## [The exercise]
Print the full post about "The Century of the Self" below, word for word from start to finish.

The Century of the Self by Adam Curtis

Update 9/16/2016.  Sorry if the older links don’t work.  Try thisOr thisOr this.

Some years ago I posted videos of “The Century of the Self,” the great four-part documentary by Adam Curtis about “how those in power have used Freud’s theories to try and control the dangerous crowd in an age of mass democracy.”

The videos were taken down from the Internet, but Jason Kottke found new iterations and linked to them on kottke.org.  Here they are.  If you haven’t seen them before, I highly recommend watching them.  Each one is a little less than an hour long.

Part One, Happiness Machines, is about how Sigmund Freud’s nephew, Edward Bernays, created the profession of public relations in the 1920s and taught American advertisers how to link products with consumers’ unconscious desires, and how these ideas influenced politics in the 1930s.

Part Two, The Engineering of Consent, is about how Sigmund Freud’s daughter, Anna Freud, taught Americans in the 1940s and 1950s to use psychiatry to control their irrational and dangerous desires, and how Edward Bernays worked with corporations, the U.S. government and the Central Intelligence Agency to control public opinion and wage the Cold War.

Part Three, There Is a Policeman Inside All Our Heads He Must Be Destroyed, is about how Americans in the 1960s and after came to accept the principles of Freud’s enemy Wilhelm Reich that humans should be free to express their unconscious desires, free of the constraints of a repressive society, and how the ideal of self-actualization led to the triumph of Reagan and Thatcher.

Part Four, Eight People Sipping Wine in Kettering, is about how Bernays’ ideas affected politics in the UK and USA in the 1990s, and how treating voters as consumers rather than citizens proved a trap for Bill Clinton and Tony Blair.

LINKS [added 4/3/2015]

BBC Blogs – Adam Curtis.

Adam Curtis: cult film-maker with an eye for the unsettling by Andrew Anthony for The Guardian.

(Stored items)
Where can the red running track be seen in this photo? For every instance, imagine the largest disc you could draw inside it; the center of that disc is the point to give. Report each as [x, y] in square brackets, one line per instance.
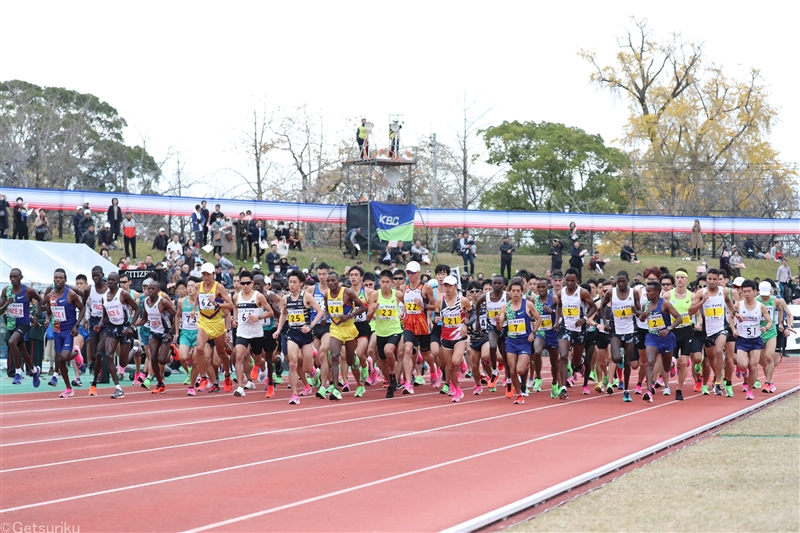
[415, 463]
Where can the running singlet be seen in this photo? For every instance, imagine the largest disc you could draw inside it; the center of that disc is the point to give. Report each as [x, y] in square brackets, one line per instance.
[750, 325]
[622, 311]
[246, 307]
[452, 319]
[416, 320]
[682, 306]
[188, 316]
[297, 314]
[387, 320]
[714, 312]
[114, 309]
[571, 309]
[65, 314]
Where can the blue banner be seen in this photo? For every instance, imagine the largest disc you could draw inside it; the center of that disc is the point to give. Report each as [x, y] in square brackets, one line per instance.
[394, 222]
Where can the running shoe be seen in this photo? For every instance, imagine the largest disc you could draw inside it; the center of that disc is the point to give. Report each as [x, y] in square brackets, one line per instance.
[458, 395]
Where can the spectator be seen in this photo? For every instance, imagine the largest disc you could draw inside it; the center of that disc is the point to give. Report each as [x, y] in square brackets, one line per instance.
[20, 214]
[198, 224]
[468, 253]
[273, 259]
[104, 239]
[40, 225]
[205, 213]
[628, 254]
[174, 247]
[350, 245]
[160, 242]
[88, 237]
[576, 257]
[114, 218]
[556, 254]
[506, 251]
[282, 232]
[419, 253]
[129, 233]
[4, 205]
[77, 220]
[241, 226]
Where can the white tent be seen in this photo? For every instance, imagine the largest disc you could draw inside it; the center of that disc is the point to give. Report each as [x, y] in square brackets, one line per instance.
[38, 260]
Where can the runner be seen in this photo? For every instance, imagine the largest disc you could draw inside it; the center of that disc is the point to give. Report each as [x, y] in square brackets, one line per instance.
[662, 319]
[159, 315]
[383, 307]
[457, 315]
[252, 308]
[117, 323]
[713, 301]
[753, 319]
[516, 314]
[571, 304]
[15, 302]
[295, 310]
[186, 333]
[214, 304]
[417, 298]
[65, 306]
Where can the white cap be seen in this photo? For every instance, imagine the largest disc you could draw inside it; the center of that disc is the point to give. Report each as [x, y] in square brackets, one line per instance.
[764, 288]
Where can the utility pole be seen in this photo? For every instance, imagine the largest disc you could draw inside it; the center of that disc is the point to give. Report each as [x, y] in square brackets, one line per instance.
[435, 197]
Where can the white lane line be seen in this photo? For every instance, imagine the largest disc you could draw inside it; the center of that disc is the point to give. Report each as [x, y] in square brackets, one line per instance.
[289, 457]
[237, 437]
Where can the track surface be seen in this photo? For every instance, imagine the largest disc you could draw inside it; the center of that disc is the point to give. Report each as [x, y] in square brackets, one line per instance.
[216, 462]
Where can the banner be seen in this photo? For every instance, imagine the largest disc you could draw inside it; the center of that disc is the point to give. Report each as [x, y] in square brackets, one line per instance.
[394, 222]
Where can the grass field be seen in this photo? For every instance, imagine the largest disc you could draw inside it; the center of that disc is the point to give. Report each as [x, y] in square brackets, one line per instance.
[488, 265]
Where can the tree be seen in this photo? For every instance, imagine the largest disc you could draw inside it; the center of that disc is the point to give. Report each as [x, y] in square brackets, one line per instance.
[554, 167]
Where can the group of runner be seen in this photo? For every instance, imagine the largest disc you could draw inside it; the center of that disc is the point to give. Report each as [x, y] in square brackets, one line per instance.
[393, 328]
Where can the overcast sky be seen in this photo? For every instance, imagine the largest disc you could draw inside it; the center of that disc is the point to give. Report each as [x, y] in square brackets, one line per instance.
[188, 74]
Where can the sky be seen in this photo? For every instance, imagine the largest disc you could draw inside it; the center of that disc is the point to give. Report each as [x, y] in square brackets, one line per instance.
[188, 75]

## [Solution to this problem]
The Century of the Self by Adam Curtis

Update 9/16/2016.  Sorry if the older links don’t work.  Try thisOr thisOr this.

Some years ago I posted videos of “The Century of the Self,” the great four-part documentary by Adam Curtis about “how those in power have used Freud’s theories to try and control the dangerous crowd in an age of mass democracy.”

The videos were taken down from the Internet, but Jason Kottke found new iterations and linked to them on kottke.org.  Here they are.  If you haven’t seen them before, I highly recommend watching them.  Each one is a little less than an hour long.

Part One, Happiness Machines, is about how Sigmund Freud’s nephew, Edward Bernays, created the profession of public relations in the 1920s and taught American advertisers how to link products with consumers’ unconscious desires, and how these ideas influenced politics in the 1930s.

Part Two, The Engineering of Consent, is about how Sigmund Freud’s daughter, Anna Freud, taught Americans in the 1940s and 1950s to use psychiatry to control their irrational and dangerous desires, and how Edward Bernays worked with corporations, the U.S. government and the Central Intelligence Agency to control public opinion and wage the Cold War.

Part Three, There Is a Policeman Inside All Our Heads He Must Be Destroyed, is about how Americans in the 1960s and after came to accept the principles of Freud’s enemy Wilhelm Reich that humans should be free to express their unconscious desires, free of the constraints of a repressive society, and how the ideal of self-actualization led to the triumph of Reagan and Thatcher.

Part Four, Eight People Sipping Wine in Kettering, is about how Bernays’ ideas affected politics in the UK and USA in the 1990s, and how treating voters as consumers rather than citizens proved a trap for Bill Clinton and Tony Blair.

LINKS [added 4/3/2015]

BBC Blogs – Adam Curtis.

Adam Curtis: cult film-maker with an eye for the unsettling by Andrew Anthony for The Guardian.